In the output, include exactly the lines from the beginning of the records up to and including the one that contains "column 203, row 143", and leave out the pictures.
─── EXTRACTED MATERIAL
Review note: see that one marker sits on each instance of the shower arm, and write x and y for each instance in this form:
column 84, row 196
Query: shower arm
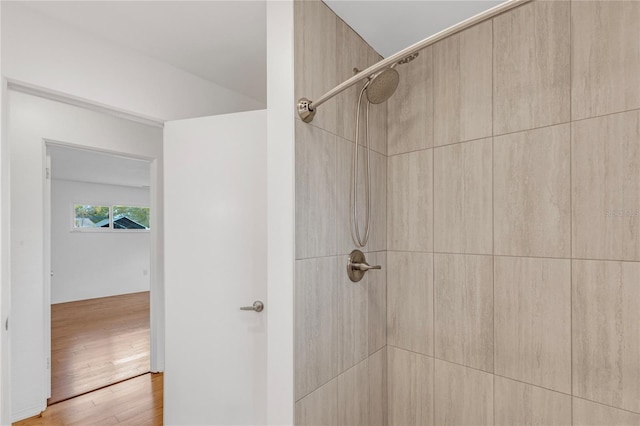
column 307, row 108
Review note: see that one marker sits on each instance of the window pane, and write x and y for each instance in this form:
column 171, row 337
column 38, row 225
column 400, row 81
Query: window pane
column 88, row 216
column 127, row 217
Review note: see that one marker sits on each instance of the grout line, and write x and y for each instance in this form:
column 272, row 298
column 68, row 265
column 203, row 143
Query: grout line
column 570, row 122
column 571, row 206
column 511, row 378
column 493, row 225
column 433, row 242
column 516, row 256
column 605, row 405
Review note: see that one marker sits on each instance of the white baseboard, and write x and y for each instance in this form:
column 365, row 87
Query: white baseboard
column 28, row 411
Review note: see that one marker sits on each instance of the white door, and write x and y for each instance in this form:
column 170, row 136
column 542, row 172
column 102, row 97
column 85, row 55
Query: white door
column 215, row 262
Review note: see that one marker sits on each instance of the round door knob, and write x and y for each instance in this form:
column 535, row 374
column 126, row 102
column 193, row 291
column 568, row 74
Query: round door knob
column 257, row 306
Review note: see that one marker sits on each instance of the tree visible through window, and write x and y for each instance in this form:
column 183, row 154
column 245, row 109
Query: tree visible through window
column 111, row 217
column 88, row 216
column 138, row 215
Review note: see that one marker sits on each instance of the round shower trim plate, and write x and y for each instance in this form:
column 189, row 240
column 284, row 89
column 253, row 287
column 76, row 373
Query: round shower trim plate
column 304, row 110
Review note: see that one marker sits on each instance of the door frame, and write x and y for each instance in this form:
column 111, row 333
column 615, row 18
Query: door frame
column 156, row 283
column 156, row 269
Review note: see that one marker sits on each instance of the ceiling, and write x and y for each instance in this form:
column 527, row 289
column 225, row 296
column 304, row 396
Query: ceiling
column 390, row 26
column 225, row 41
column 96, row 167
column 221, row 41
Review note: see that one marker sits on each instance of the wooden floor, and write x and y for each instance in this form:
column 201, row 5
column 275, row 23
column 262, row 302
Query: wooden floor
column 137, row 401
column 98, row 342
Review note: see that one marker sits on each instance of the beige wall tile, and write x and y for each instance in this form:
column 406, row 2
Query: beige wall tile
column 605, row 57
column 317, row 326
column 315, row 59
column 605, row 167
column 464, row 309
column 353, row 396
column 518, row 403
column 411, row 388
column 463, row 85
column 587, row 413
column 606, row 332
column 315, row 192
column 531, row 69
column 378, row 234
column 463, row 396
column 410, row 201
column 531, row 193
column 319, row 408
column 376, row 282
column 378, row 116
column 533, row 321
column 410, row 301
column 354, row 52
column 378, row 388
column 463, row 197
column 353, row 299
column 410, row 109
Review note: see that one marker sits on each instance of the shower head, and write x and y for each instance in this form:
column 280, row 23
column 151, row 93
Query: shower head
column 382, row 85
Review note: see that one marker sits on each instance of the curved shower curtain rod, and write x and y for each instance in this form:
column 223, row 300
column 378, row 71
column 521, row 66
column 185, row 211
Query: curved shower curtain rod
column 307, row 108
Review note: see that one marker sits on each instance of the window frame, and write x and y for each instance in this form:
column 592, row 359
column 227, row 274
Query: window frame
column 110, row 228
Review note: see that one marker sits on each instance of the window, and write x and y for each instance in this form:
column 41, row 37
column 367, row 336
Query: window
column 127, row 217
column 101, row 217
column 88, row 216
──────
## PROBLEM SOLUTION
Review note: see that one marker sits on each instance of the shower arm, and write x and y for each instance in this form:
column 84, row 196
Query: shower arm
column 307, row 108
Review note: see that one marker sits on each instance of the window pane, and write x and y for each instance in this form:
column 171, row 337
column 38, row 225
column 400, row 81
Query: window pane
column 88, row 216
column 127, row 217
Review note: see that one marker sits on each instance of the grout line, and write x and y for each instance in this form:
column 272, row 298
column 68, row 265
column 203, row 143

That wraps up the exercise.